'Treatment court' coming to Lake County
In Lake County, plans are underway to start a "Substance Use Recovery Court" sometime this fall (also called "drug court" and "treatment court."). According to an article I recently read, "Drug courts profoundly alter the traditional functions and adversarial nature of the U.S. criminal justice system." More importantly, these courts are a big improvement in the way we treat substance addiction.
Here is how treatment courts usually work. A prosecutor will offer an offender with little or no history of violent crime a deal. The offender can enter the program, so long as he or she pleads guilty to the drug-related charge (including DWI). The offender gives up the right to challenge the legality of the arrest and the right to a trial, and is placed on probation.
Once in the program, the offender is prohibited from using drugs and alcohol and is subjected to frequent but random urine testing (at least twice a week). The offender is required to attend drug treatment counseling and appear regularly before the drug court judge to discuss his or her performance. The program usually lasts 1.5 years or longer, after which successful participants "graduate" to regular probation. As long as they comply with the program, they stay out of jail.
The first drug court was in Miami-Dade County, Florida, in 1989. In Minnesota, the first one opened in 1996 in Hennepin County. Now, there are over 3,000 programs in every state and territory.
Numerous studies have shown that punishment simply does not solve the problem of addiction; in fact, 70 percent of those released from prison return to drug use. According to Wikipedia, "the punitive approach has produced disastrous societal and economic consequences for our communities, resulting in 1.5 million seriously addicted people behind bars and more than $80 billion spent annually on corrections."
Treatment courts have been remarkably successful. Over half of participants (54 percent) who start the program graduate. Participants spend half as much time in prison, resulting in huge cost savings. Even better, the unemployment rate for participants who graduated dropped from about 50 percent at entry to less than 15 percent at graduation. Almost three-fourths of graduates who were not compliant with their obligation to pay child support at the beginning of drug court were compliant upon completion. And drug court participants are less likely to re-offend.

Data extract>

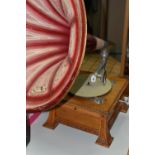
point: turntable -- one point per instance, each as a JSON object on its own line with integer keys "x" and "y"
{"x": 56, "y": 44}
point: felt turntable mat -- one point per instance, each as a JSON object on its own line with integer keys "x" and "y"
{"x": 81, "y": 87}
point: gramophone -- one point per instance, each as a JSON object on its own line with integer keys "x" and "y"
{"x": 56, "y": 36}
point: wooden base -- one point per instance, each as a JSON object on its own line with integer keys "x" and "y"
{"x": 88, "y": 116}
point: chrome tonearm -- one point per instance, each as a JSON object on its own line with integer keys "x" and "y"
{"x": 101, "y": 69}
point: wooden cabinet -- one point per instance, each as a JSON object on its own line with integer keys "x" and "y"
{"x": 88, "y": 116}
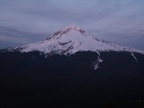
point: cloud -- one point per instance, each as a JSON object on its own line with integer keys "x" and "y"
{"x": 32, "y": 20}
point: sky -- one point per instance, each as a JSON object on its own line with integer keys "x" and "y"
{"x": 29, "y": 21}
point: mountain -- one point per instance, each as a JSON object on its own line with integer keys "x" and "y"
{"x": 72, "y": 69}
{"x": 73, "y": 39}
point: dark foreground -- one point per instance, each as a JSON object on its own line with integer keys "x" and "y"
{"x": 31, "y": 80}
==
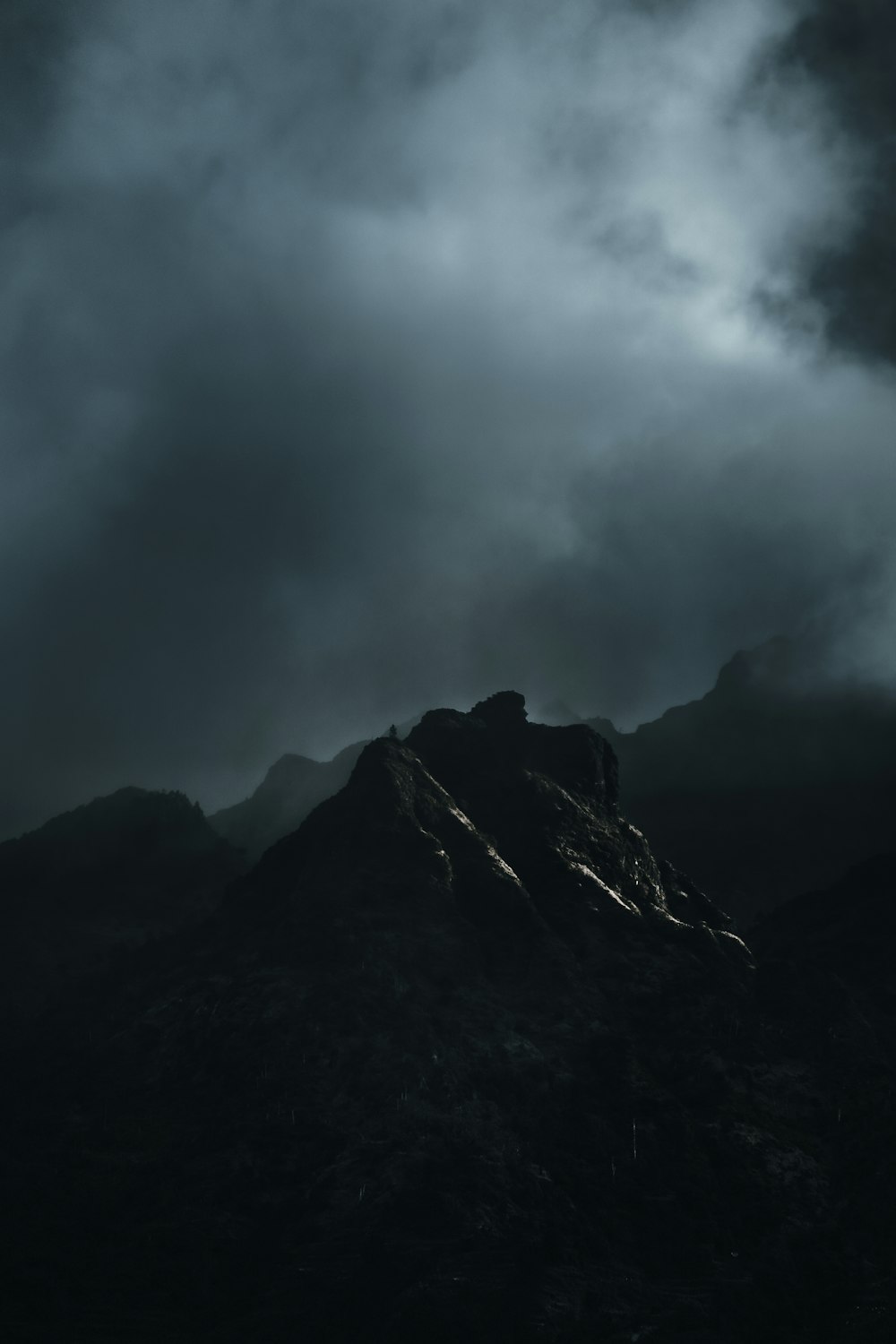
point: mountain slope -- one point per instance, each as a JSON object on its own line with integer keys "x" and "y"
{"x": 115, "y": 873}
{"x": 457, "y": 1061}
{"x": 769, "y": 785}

Exercise aim> Copy out the whole text about the treatment court coming to Lake County without any changes.

Written solution>
'Treatment court' coming to Lake County
In Lake County, plans are underway to start a "Substance Use Recovery Court" sometime this fall (also called "drug court" and "treatment court."). According to an article I recently read, "Drug courts profoundly alter the traditional functions and adversarial nature of the U.S. criminal justice system." More importantly, these courts are a big improvement in the way we treat substance addiction.
Here is how treatment courts usually work. A prosecutor will offer an offender with little or no history of violent crime a deal. The offender can enter the program, so long as he or she pleads guilty to the drug-related charge (including DWI). The offender gives up the right to challenge the legality of the arrest and the right to a trial, and is placed on probation.
Once in the program, the offender is prohibited from using drugs and alcohol and is subjected to frequent but random urine testing (at least twice a week). The offender is required to attend drug treatment counseling and appear regularly before the drug court judge to discuss his or her performance. The program usually lasts 1.5 years or longer, after which successful participants "graduate" to regular probation. As long as they comply with the program, they stay out of jail.
The first drug court was in Miami-Dade County, Florida, in 1989. In Minnesota, the first one opened in 1996 in Hennepin County. Now, there are over 3,000 programs in every state and territory.
Numerous studies have shown that punishment simply does not solve the problem of addiction; in fact, 70 percent of those released from prison return to drug use. According to Wikipedia, "the punitive approach has produced disastrous societal and economic consequences for our communities, resulting in 1.5 million seriously addicted people behind bars and more than $80 billion spent annually on corrections."
Treatment courts have been remarkably successful. Over half of participants (54 percent) who start the program graduate. Participants spend half as much time in prison, resulting in huge cost savings. Even better, the unemployment rate for participants who graduated dropped from about 50 percent at entry to less than 15 percent at graduation. Almost three-fourths of graduates who were not compliant with their obligation to pay child support at the beginning of drug court were compliant upon completion. And drug court participants are less likely to re-offend.